* **Given instruction 1**
Among the entries below, set down exactly the lines from the one containing "query (the noun phrase to segment): building" up to and including the one containing "Return the outline of every instance of the building".

As far as I know, no one ever told my G-G-grandmother that leaving her first eternal marriage was in violation of celestial or gospel principles–I think many of the Church leaders and members at the time thought it was a good thing, especially since she was sealed almost right away to another man.
Interesting, DavidH.
My g-g-g-grandmother left my g-g-g-grandfather at the same time, when they were also living in San Bernadino. She left him because he refused to become a polygamist. As he writes it in his journal, the Utah War didn’t have much to do with it, but she did think he was ignoring the brethren. He discusses the split between members in San Bernadino between those who moved back and those that stayed.
She moved to Beaver and they wrote for many years, she insisting that me move to Utah and become polygamist. Eventually they reconciled–she did not divorce marry anyone else. But he never moved to Utah, he never took any other wives, and they never lived together again–but visited one another.
(oops, not trying to threadjack. I guess the on-point, uh, point was that neither of them ultimately wanted a divorce? however, further as to the subject of divorce, Sarah Barringer Gordon’s book opened my eyes to the astounding prevalence of divorce (not just in polygamous marriages) of the Saints [and others] in Utah Territory. my g-g-g-grandfather’s fellow missionary in Tahiti was interesting illustration.

* **Given instruction 2**
Extract word for word the portion of the passage about ancestors leaving their marriages that runs from "As far as I" up to and including "those that stayed.".

* **Records provided**
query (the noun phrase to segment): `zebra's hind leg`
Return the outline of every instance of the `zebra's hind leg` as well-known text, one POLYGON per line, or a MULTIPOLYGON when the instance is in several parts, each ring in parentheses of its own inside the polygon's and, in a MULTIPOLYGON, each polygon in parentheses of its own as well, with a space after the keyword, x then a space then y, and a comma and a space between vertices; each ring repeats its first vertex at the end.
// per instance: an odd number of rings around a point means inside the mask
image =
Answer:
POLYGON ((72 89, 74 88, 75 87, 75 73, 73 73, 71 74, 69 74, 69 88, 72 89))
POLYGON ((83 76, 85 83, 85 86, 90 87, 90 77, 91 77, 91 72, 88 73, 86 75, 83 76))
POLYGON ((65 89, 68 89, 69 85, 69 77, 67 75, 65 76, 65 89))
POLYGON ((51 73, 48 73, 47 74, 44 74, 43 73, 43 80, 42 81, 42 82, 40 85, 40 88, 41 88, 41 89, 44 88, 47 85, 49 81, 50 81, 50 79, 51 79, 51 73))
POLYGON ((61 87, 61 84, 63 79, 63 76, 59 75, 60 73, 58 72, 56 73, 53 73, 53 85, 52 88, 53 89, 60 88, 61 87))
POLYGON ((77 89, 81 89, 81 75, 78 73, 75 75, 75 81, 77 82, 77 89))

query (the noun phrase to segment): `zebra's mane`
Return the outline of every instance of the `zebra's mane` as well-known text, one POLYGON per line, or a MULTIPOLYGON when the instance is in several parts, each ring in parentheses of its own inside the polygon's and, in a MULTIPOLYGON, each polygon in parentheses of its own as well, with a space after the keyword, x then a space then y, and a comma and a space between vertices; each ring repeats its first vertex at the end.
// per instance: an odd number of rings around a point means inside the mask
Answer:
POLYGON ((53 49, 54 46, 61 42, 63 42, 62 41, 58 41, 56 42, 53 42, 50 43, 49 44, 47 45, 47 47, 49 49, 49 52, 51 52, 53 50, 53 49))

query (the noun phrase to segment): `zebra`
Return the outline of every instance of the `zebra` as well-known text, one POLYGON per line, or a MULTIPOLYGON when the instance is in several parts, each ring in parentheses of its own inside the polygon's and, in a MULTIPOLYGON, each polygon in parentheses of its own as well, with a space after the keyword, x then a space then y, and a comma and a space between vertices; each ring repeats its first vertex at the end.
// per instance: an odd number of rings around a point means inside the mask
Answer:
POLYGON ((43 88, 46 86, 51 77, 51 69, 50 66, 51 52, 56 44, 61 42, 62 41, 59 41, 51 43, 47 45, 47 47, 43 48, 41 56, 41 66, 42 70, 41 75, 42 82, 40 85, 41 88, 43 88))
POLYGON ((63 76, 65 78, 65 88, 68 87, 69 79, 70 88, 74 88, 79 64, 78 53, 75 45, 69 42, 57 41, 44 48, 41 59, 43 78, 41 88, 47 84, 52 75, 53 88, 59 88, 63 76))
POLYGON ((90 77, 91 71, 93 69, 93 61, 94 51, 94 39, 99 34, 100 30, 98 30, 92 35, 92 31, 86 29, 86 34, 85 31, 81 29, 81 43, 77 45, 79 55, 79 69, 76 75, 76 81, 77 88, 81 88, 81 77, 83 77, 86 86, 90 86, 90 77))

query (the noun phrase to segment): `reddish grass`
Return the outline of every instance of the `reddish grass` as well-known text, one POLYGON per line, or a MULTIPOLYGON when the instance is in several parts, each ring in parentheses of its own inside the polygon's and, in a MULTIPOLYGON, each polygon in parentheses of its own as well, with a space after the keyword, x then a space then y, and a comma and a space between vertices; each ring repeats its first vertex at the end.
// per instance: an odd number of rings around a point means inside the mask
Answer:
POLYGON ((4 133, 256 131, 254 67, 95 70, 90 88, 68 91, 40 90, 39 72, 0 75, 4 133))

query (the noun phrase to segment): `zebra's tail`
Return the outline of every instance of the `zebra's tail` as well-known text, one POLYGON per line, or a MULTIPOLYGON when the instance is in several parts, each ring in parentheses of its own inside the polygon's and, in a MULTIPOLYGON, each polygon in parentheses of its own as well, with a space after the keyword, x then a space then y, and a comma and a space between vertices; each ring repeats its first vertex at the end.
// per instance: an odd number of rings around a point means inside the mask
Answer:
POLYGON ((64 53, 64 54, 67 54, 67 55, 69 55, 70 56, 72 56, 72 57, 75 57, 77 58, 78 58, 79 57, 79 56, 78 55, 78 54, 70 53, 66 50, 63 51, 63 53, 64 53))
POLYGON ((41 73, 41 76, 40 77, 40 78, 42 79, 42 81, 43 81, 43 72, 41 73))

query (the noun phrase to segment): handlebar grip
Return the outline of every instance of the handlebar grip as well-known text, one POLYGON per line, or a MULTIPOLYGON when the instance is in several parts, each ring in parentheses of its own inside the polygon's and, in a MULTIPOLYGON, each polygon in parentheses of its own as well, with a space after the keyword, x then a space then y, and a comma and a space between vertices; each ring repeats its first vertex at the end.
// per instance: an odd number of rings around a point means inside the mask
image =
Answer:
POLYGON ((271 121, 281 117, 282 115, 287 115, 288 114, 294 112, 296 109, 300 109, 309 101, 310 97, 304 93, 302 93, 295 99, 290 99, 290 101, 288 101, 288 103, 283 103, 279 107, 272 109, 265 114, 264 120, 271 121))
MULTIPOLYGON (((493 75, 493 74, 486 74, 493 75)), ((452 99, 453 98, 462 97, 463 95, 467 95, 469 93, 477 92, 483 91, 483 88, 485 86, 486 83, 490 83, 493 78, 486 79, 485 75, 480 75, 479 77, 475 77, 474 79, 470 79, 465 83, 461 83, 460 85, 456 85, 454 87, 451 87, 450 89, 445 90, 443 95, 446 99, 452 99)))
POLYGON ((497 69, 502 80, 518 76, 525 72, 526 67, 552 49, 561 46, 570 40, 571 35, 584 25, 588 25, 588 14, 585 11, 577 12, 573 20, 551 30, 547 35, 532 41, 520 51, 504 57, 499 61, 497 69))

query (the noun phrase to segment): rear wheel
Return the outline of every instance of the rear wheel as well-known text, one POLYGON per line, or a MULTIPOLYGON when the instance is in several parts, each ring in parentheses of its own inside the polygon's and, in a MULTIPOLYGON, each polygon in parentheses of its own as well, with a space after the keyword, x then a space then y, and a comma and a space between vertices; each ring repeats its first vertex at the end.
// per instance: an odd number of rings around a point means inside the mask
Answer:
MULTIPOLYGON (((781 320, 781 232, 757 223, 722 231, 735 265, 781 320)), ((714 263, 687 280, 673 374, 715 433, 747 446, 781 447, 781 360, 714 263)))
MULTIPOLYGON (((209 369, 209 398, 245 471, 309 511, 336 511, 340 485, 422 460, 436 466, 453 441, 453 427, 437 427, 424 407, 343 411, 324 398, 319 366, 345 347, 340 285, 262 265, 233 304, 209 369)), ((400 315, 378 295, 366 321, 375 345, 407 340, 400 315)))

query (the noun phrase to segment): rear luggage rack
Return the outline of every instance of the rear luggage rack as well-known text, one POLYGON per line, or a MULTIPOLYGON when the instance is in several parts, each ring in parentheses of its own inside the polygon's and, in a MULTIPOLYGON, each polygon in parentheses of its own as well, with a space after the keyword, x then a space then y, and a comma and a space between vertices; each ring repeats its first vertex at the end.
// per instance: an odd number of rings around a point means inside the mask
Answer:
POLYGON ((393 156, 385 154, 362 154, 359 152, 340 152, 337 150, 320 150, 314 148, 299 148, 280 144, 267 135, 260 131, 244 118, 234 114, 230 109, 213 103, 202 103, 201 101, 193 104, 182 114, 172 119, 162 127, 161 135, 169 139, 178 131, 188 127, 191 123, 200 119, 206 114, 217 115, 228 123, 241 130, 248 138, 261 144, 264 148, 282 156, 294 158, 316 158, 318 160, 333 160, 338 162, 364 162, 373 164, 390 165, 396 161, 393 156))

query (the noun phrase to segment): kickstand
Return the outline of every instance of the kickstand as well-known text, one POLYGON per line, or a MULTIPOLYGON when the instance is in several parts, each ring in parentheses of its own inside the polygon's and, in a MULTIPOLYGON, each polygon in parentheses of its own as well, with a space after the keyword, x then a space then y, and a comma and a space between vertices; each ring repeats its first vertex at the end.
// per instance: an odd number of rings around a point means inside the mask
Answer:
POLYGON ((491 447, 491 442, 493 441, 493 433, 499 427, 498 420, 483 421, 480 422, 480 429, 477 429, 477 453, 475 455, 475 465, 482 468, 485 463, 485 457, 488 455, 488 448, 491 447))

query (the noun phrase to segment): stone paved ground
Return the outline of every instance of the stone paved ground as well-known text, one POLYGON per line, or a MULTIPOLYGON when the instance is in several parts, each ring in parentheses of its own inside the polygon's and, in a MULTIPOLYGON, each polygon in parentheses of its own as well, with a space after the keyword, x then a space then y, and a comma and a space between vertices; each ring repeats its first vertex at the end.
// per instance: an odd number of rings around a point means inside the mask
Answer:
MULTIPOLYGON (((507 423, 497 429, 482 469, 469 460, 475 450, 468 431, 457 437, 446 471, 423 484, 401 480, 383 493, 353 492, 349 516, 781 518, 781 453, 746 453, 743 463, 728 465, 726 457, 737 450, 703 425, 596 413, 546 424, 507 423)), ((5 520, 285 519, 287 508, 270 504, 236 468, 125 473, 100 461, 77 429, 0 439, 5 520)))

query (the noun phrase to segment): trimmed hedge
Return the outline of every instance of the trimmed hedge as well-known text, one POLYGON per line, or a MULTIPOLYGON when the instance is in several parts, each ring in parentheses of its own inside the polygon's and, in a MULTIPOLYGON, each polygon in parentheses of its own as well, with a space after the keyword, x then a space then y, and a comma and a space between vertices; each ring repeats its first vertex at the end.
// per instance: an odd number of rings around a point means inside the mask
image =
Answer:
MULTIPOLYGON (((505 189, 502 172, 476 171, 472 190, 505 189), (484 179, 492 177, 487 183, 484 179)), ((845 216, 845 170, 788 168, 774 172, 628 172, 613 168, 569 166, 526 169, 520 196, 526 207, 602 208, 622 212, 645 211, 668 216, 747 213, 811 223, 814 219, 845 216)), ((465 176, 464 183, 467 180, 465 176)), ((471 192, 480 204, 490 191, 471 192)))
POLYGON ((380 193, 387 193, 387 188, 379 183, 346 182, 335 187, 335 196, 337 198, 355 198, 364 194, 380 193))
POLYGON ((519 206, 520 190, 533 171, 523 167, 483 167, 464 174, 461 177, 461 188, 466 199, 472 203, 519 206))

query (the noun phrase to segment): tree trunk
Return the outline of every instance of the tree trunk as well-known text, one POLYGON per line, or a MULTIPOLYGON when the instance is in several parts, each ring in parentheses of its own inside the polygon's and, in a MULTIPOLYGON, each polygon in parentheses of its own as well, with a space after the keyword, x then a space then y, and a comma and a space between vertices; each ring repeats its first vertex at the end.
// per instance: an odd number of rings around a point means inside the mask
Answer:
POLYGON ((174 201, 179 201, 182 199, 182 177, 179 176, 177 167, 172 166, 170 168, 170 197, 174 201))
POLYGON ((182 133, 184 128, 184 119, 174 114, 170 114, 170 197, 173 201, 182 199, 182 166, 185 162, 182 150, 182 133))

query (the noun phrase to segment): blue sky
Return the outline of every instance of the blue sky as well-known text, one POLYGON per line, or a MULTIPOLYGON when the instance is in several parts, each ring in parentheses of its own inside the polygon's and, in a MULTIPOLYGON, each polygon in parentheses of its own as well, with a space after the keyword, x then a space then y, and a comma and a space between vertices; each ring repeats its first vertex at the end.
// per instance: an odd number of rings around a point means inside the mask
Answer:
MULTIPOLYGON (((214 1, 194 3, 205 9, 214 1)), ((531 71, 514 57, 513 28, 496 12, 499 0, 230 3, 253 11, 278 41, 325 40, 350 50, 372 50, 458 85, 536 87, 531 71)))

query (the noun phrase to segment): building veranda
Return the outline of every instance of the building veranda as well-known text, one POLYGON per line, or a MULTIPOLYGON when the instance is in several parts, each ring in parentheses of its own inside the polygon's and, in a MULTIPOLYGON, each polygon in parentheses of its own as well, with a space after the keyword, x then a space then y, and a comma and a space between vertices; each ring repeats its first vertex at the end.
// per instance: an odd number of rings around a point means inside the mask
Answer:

* **Correct output 1**
query (the noun phrase to segment): building veranda
Return the outline of every instance of the building veranda as well-known text, one POLYGON per line, or a MULTIPOLYGON when the instance is in several parts, each ring in parentheses of its own inside the polygon's and, in a MULTIPOLYGON, each polygon in parentheses of its own as well, with a space after the keyword, x then a space then y, and a comma and a space between vertices; each ring repeats its first vertex at the end.

* **Correct output 2**
As far as I know, no one ever told my G-G-grandmother that leaving her first eternal marriage was in violation of celestial or gospel principles–I think many of the Church leaders and members at the time thought it was a good thing, especially since she was sealed almost right away to another man.
Interesting, DavidH.
My g-g-g-grandmother left my g-g-g-grandfather at the same time, when they were also living in San Bernadino. She left him because he refused to become a polygamist. As he writes it in his journal, the Utah War didn’t have much to do with it, but she did think he was ignoring the brethren. He discusses the split between members in San Bernadino between those who moved back and those that stayed.